• [Work to be completed] Count the lines below that include the word "salad", and reply with the number alone.

• [Data provided]
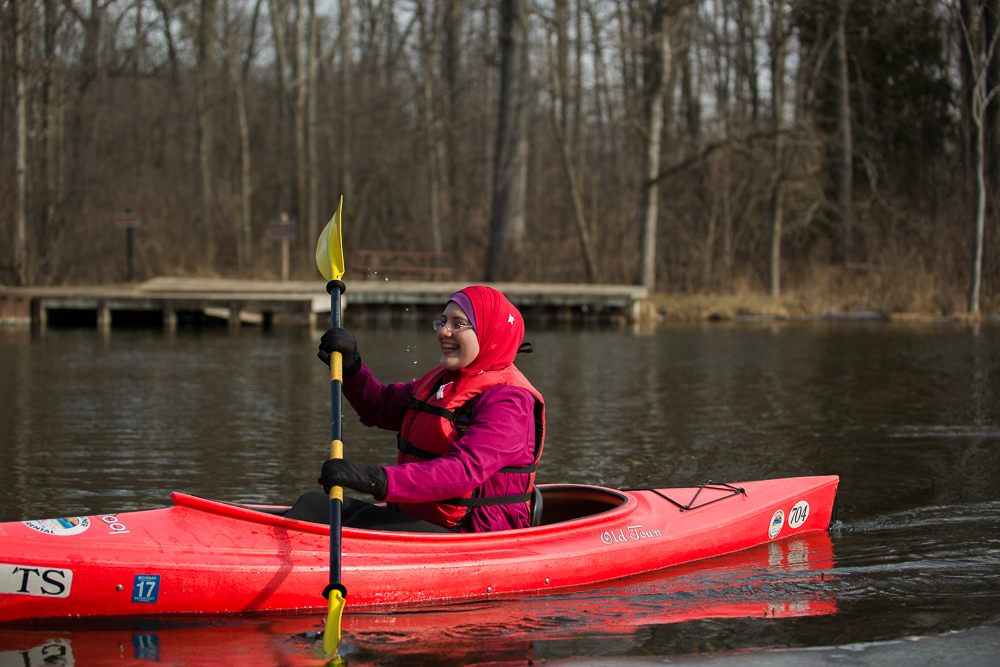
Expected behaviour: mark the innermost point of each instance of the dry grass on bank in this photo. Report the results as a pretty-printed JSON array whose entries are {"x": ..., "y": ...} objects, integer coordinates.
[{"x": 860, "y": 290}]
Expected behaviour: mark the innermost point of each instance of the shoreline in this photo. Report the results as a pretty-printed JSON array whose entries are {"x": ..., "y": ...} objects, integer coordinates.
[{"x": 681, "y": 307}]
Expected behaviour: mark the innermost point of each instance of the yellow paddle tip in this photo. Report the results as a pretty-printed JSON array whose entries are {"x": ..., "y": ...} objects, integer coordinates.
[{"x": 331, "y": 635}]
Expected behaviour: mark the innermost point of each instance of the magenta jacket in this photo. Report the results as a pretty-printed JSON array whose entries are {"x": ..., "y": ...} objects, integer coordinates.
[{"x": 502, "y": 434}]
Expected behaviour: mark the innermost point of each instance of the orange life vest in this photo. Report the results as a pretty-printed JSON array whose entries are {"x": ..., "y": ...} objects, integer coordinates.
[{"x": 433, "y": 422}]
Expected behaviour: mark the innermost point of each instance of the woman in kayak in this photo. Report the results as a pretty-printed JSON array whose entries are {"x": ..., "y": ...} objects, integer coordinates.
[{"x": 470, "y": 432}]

==

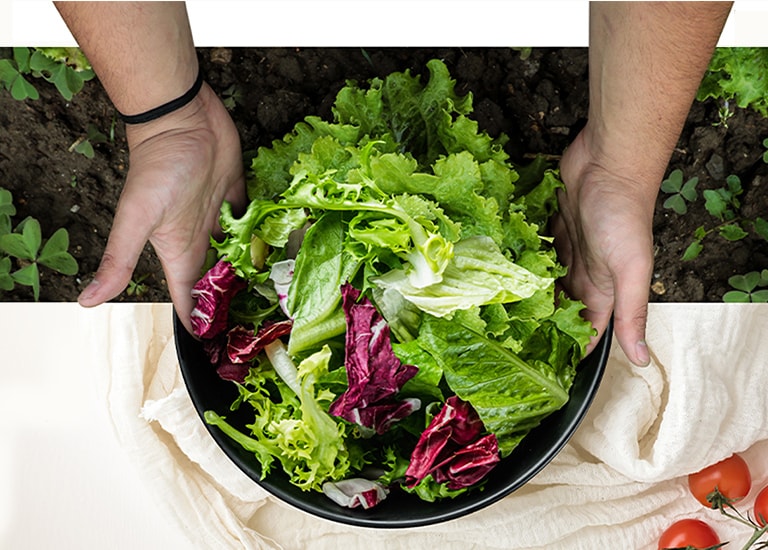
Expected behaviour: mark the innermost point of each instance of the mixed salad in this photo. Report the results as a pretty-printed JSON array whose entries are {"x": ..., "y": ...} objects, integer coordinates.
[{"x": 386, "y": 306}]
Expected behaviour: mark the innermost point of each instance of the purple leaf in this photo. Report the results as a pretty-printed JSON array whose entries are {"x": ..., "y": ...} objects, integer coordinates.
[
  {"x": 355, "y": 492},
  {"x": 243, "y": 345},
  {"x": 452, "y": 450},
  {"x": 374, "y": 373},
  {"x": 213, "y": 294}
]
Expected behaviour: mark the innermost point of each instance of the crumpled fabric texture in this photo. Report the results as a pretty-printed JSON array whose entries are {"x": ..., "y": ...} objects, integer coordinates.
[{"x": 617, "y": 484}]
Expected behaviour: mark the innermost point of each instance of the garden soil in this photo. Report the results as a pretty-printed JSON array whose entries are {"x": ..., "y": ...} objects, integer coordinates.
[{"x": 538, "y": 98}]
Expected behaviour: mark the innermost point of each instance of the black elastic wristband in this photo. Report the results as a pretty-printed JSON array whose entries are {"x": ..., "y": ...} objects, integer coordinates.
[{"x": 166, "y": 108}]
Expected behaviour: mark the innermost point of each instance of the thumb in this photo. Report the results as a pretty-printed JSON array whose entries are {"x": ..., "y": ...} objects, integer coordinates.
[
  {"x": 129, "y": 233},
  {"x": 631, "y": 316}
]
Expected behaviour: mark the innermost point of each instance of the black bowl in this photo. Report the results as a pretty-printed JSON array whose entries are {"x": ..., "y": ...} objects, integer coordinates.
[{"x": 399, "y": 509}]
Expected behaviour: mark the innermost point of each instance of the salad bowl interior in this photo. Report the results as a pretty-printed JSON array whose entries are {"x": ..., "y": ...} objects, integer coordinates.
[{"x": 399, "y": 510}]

• [The output] 2